───── Page excerpt
Two Republicans in the Ohio House of Representatives have introduced another bill to weaken the Ohio Department of Health’s ability to issue public health orders during the pandemic.

Its chance of passage is doubtful, given the laundry list of similar efforts that have either stalled out or been vetoed by the governor.

GOP Reps. Susan Manchester and Don Jones introduced the bill last week, just before other House Republicans announced their moonshot plan to impeach Gov. Mike DeWine regarding his handling of the COVID-19 pandemic.

Specifically, House Bill 748 would prohibit ODH from issuing any order that supersedes a decision made by a school district or local government.

The sponsors said in a news release the legislation follows the governor’s “one-size-fits-all” requirement that students wear face masks, for example.

Citing peer reviewed research and anecdotal reports, public health officials have urged for months that people wear masks to slow the spread of COVID-19.

Since the pandemic began, Republican lawmakers have waged a series of efforts generally aimed at weakening ODH’s powers to issue health orders.

That includes reeling in the powers of the health director, reducing penalties for violating public health orders, requiring written consent for contact tracing, and allowing local governments to opt out of state health orders.

Serious complications in children from the coronavirus are rare, though have been documented in Ohio.

Nearly 4,000 Ohioans have died of COVID-19 since March, two of whom were 19 years old or younger.

One of them was a 19-year-old from Ottawa County who lived in a long term care facility and had a “lot of comorbidities,” according to county Health Commissioner Jerry Bingham.

The other was a female younger than 20 years old from Montgomery County who contracted the disease July 29 and died two days later, state data shows.

About 250 state residents in the age group have been hospitalized since March.

More than 11,000 children younger than 20 have contracted COVID-19. That includes 4,681 in July and 2,301 in August as well.
──────────
__Tasks and exercises__:
**A.** Answer these from the article on Ohio House Bill 748:
(i) Which two representatives introduced the bill?
(ii) About how many Ohioans have died of COVID-19 since March?
(iii) How many children younger than 20 contracted COVID-19 in July?
**B.** Retype the part of the House Bill 748 article starting at "The sponsors said" and ending at "state health orders.", keeping every word and punctuation mark unchanged.
The lines after this point come from a different source.
───── Extracted information
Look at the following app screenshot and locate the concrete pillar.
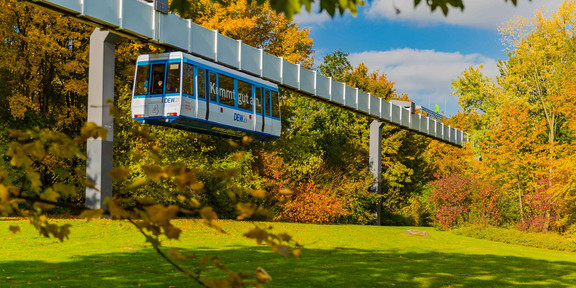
[86,28,120,209]
[369,120,383,226]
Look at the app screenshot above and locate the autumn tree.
[170,0,518,19]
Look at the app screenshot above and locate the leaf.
[202,278,229,288]
[54,183,76,196]
[244,226,268,245]
[249,189,266,199]
[292,249,302,258]
[108,167,132,180]
[126,177,146,190]
[8,226,20,234]
[256,267,272,284]
[200,207,224,232]
[236,203,258,220]
[142,166,168,182]
[146,204,180,226]
[0,184,10,205]
[40,188,60,202]
[168,248,186,260]
[278,188,294,195]
[78,209,104,221]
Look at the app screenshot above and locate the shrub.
[454,225,576,252]
[430,173,500,230]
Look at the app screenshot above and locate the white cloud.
[348,48,498,115]
[367,0,563,29]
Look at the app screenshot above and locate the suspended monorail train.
[131,52,281,140]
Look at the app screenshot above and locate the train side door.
[254,87,265,133]
[196,68,208,120]
[145,63,166,117]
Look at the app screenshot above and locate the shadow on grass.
[0,247,576,288]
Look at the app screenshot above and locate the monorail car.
[131,52,281,140]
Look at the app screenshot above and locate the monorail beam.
[368,120,384,226]
[86,28,120,209]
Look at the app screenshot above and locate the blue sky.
[294,0,562,115]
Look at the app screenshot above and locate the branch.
[126,219,207,287]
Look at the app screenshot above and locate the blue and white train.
[131,52,281,140]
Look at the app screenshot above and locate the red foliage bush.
[260,152,377,224]
[520,179,557,232]
[274,182,350,223]
[430,173,500,230]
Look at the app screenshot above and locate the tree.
[170,0,518,19]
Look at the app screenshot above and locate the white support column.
[86,28,120,209]
[369,120,384,226]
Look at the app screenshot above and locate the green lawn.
[0,220,576,288]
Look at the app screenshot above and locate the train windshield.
[272,91,280,118]
[134,65,150,95]
[166,63,180,94]
[150,64,166,95]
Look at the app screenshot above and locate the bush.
[260,152,378,224]
[454,225,576,252]
[430,173,500,230]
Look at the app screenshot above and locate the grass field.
[0,220,576,288]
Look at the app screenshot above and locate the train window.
[198,69,206,99]
[256,87,262,114]
[208,72,218,102]
[218,75,234,106]
[182,63,194,95]
[134,65,150,95]
[238,80,254,111]
[166,63,180,94]
[272,91,280,118]
[150,64,166,94]
[264,90,270,116]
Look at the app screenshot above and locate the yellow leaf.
[202,278,229,288]
[142,166,168,182]
[278,188,294,195]
[292,249,302,258]
[242,136,254,145]
[126,178,146,190]
[232,152,244,161]
[250,189,266,198]
[168,248,186,260]
[256,267,272,284]
[54,183,76,196]
[146,204,179,225]
[244,226,268,244]
[0,184,10,205]
[8,226,20,234]
[200,207,224,232]
[79,209,104,220]
[40,188,60,202]
[108,167,132,180]
[236,203,258,220]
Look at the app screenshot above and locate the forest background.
[0,0,576,243]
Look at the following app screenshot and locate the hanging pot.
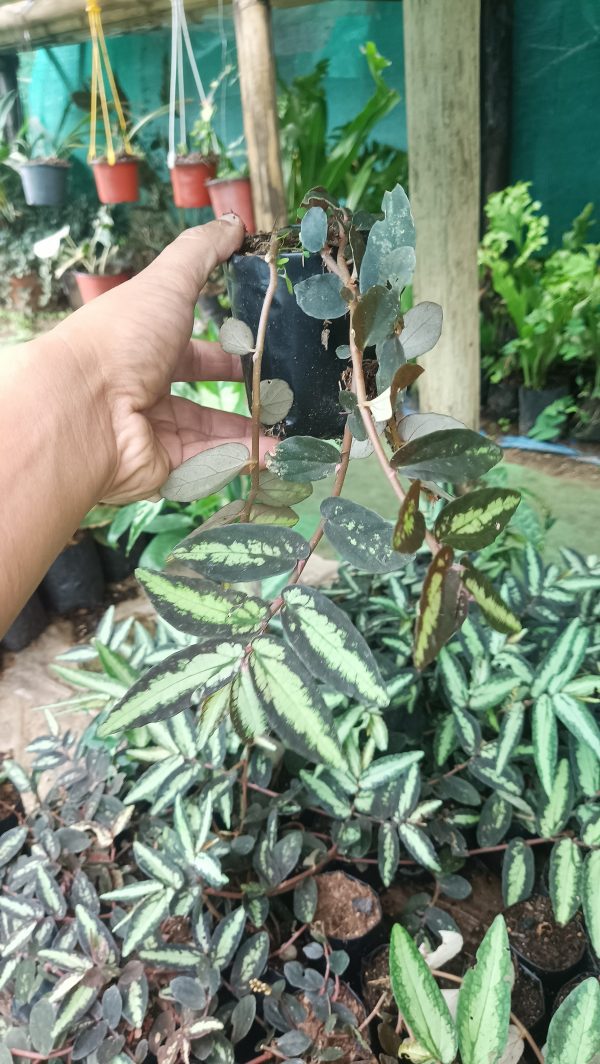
[74,270,131,303]
[519,385,569,436]
[19,162,69,206]
[91,155,139,203]
[206,178,256,233]
[170,154,218,207]
[224,236,349,439]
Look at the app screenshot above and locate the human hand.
[55,215,273,503]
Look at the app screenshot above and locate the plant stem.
[431,968,544,1064]
[239,233,279,521]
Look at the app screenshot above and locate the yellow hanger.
[85,0,133,166]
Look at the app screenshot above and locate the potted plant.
[206,142,256,233]
[51,206,131,303]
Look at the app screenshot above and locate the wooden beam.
[403,0,480,428]
[233,0,287,232]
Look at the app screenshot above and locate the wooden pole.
[403,0,480,428]
[233,0,287,232]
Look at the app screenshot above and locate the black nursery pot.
[19,163,69,206]
[226,243,349,439]
[519,385,569,436]
[2,592,48,653]
[41,533,104,614]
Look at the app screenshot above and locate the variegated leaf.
[398,822,441,871]
[552,693,600,761]
[531,617,589,698]
[98,642,245,737]
[456,915,514,1064]
[531,694,559,795]
[282,585,389,709]
[548,838,583,925]
[538,758,573,838]
[391,478,427,554]
[461,566,521,635]
[378,820,400,886]
[135,569,267,637]
[389,924,456,1064]
[544,976,600,1064]
[173,525,310,583]
[435,487,521,550]
[249,635,343,767]
[581,850,600,957]
[502,838,535,905]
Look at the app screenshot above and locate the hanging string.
[85,0,133,166]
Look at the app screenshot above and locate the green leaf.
[256,469,313,506]
[413,547,454,670]
[321,498,406,572]
[219,318,254,358]
[538,758,572,838]
[294,273,348,321]
[391,429,502,484]
[352,284,400,351]
[400,301,443,359]
[261,380,294,425]
[249,635,343,767]
[266,436,340,484]
[398,824,441,871]
[456,915,514,1064]
[161,444,250,502]
[98,643,245,738]
[552,694,600,761]
[544,976,600,1064]
[531,617,589,698]
[173,523,310,583]
[502,838,535,905]
[300,206,328,254]
[581,850,600,957]
[531,695,559,795]
[435,487,521,550]
[548,838,583,925]
[389,924,456,1064]
[378,820,400,886]
[137,569,268,634]
[360,185,415,292]
[391,480,427,554]
[282,585,389,709]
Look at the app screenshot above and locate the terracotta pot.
[9,273,41,314]
[19,162,69,206]
[170,159,217,206]
[207,178,256,233]
[91,159,139,203]
[74,270,131,303]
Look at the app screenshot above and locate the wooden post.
[403,0,480,428]
[233,0,287,232]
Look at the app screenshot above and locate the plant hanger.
[85,0,133,166]
[167,0,218,169]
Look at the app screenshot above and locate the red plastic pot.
[91,159,139,203]
[74,270,131,303]
[170,159,217,206]
[207,178,256,233]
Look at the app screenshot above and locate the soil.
[363,946,396,1013]
[314,871,381,942]
[505,895,586,971]
[298,978,377,1064]
[511,965,546,1031]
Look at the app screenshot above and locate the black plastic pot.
[224,250,349,439]
[41,533,104,614]
[2,592,48,653]
[19,163,69,206]
[519,385,569,436]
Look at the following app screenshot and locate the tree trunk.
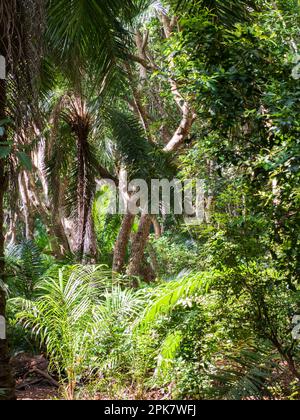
[113,214,135,273]
[83,208,97,264]
[127,214,152,277]
[0,75,14,400]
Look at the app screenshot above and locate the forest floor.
[17,386,59,401]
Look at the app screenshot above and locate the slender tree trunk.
[84,207,97,264]
[113,214,135,273]
[127,214,152,277]
[0,79,14,400]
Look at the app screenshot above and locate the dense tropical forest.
[0,0,300,400]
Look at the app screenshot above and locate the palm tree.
[0,0,43,399]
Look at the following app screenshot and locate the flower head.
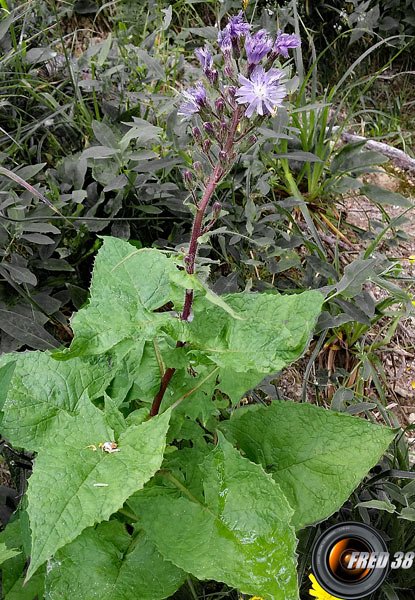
[273,30,301,58]
[177,83,207,121]
[195,46,213,73]
[218,27,232,54]
[195,46,218,85]
[245,29,273,65]
[235,65,286,117]
[225,11,251,40]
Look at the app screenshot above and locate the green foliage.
[1,237,394,600]
[0,0,414,600]
[221,402,394,528]
[45,520,185,600]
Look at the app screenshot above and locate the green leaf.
[183,291,324,377]
[0,355,16,410]
[399,506,415,521]
[54,237,177,358]
[129,436,298,600]
[27,404,170,579]
[360,184,413,208]
[45,520,186,600]
[0,352,114,451]
[336,258,379,298]
[356,500,396,513]
[0,542,22,565]
[92,119,118,150]
[220,402,394,528]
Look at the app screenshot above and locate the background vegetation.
[0,0,415,600]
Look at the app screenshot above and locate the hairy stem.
[150,108,241,417]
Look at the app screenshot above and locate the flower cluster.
[179,11,300,125]
[178,11,300,188]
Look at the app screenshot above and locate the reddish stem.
[150,108,240,417]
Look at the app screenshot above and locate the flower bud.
[215,98,225,116]
[228,86,236,108]
[239,135,257,152]
[192,127,202,144]
[212,202,222,220]
[202,139,212,154]
[183,171,193,190]
[203,121,215,135]
[224,62,233,77]
[219,150,228,167]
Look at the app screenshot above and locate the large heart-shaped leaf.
[27,404,170,579]
[129,434,298,600]
[0,352,114,451]
[220,402,394,528]
[45,521,186,600]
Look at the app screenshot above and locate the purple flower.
[195,46,218,85]
[218,27,232,54]
[195,46,213,73]
[273,30,301,58]
[218,11,251,55]
[236,65,286,118]
[245,29,273,65]
[225,11,251,40]
[177,83,207,121]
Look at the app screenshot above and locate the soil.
[278,167,415,464]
──────────
__Answers to the exercises__:
**A.**
(i) Susan Manchester and Don Jones
(ii) Nearly 4,000
(iii) 4,681

**B.**
The sponsors said in a news release the legislation follows the governor’s “one-size-fits-all” requirement that students wear face masks, for example.

Citing peer reviewed research and anecdotal reports, public health officials have urged for months that people wear masks to slow the spread of COVID-19.

Since the pandemic began, Republican lawmakers have waged a series of efforts generally aimed at weakening ODH’s powers to issue health orders.

That includes reeling in the powers of the health director, reducing penalties for violating public health orders, requiring written consent for contact tracing, and allowing local governments to opt out of state health orders.